""

What is machine learning?

From automation to big data

50 years ago, a retailer might have operated a very basic till to take payments. The company’s accounts would have been written down in a ledger. The stock take would have been done at the end of every day or week. All the information pertaining to that business would have been disparate, unconnected and hard to analyse.Automation has changed everything: how we pay, how we work, how we live.

Today, for many retailers, the payment system is partially automated. It’s operated by a human, but also connected to a digital stock inventory and accounting system. This generates a lot of data because it records how many products are sold daily, what times purchases are made, what products are popular, which items are purchased together. Businesses are now able to generate and record huge amounts of data, it’s known as big data. Making sense of it is the challenge. 

Harnessing big data

Online retailers were some of the first to use these large customer-generated datasets. Do you remember your first eBay or Amazon purchases and those ‘customers also bought’ ads? This was one of the first mass applications of big consumer data. For the first time, retailers were able to profile shoppers in real time and predict what other items they might like based on the preferences of other customers with similar profiles. This system was ground-breaking at the time, if not a little rudimentary by today’s standards. 

Machine learning

The possibilities of machine learning go far beyond predicting which customers might like a particular item of clothing though. At Barclays, we’re using the technology in a number of different ways, from fraud detection to a better understanding of the needs of our customers. You need two things to build insights: a big set of data and an algorithm. An algorithm is how a machine learning system treats that data, what it learns from it.

## Work task
Write out the stretch of the machine learning passage from "What is machine" through "how we live.", keeping every word unchanged.

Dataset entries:
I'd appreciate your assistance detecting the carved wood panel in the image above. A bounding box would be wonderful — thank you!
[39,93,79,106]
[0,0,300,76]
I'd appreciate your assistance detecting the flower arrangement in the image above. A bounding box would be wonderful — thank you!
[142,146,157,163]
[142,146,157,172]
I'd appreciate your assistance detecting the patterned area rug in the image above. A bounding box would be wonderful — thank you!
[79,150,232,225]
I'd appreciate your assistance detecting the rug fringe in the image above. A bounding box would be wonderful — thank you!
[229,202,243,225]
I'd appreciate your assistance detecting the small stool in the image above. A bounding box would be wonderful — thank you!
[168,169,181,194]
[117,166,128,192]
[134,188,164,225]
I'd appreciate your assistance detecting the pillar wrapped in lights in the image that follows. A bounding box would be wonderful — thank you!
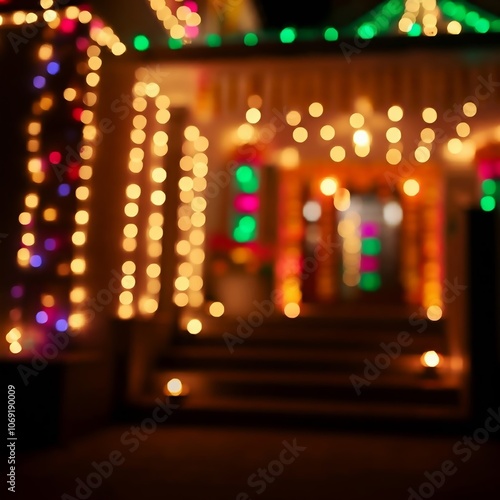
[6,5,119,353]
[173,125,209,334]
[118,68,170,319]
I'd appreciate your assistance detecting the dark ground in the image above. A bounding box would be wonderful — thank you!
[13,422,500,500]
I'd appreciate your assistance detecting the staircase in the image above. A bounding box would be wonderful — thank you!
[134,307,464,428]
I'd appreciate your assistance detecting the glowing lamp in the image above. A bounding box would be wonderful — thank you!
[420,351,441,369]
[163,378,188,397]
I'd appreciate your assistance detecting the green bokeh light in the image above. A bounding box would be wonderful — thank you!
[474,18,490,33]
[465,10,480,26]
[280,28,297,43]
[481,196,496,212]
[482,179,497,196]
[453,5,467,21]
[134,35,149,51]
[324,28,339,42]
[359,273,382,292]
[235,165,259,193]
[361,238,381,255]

## Task result
What is machine learning?

From automation to big data

50 years ago, a retailer might have operated a very basic till to take payments. The company’s accounts would have been written down in a ledger. The stock take would have been done at the end of every day or week. All the information pertaining to that business would have been disparate, unconnected and hard to analyse.Automation has changed everything: how we pay, how we work, how we live.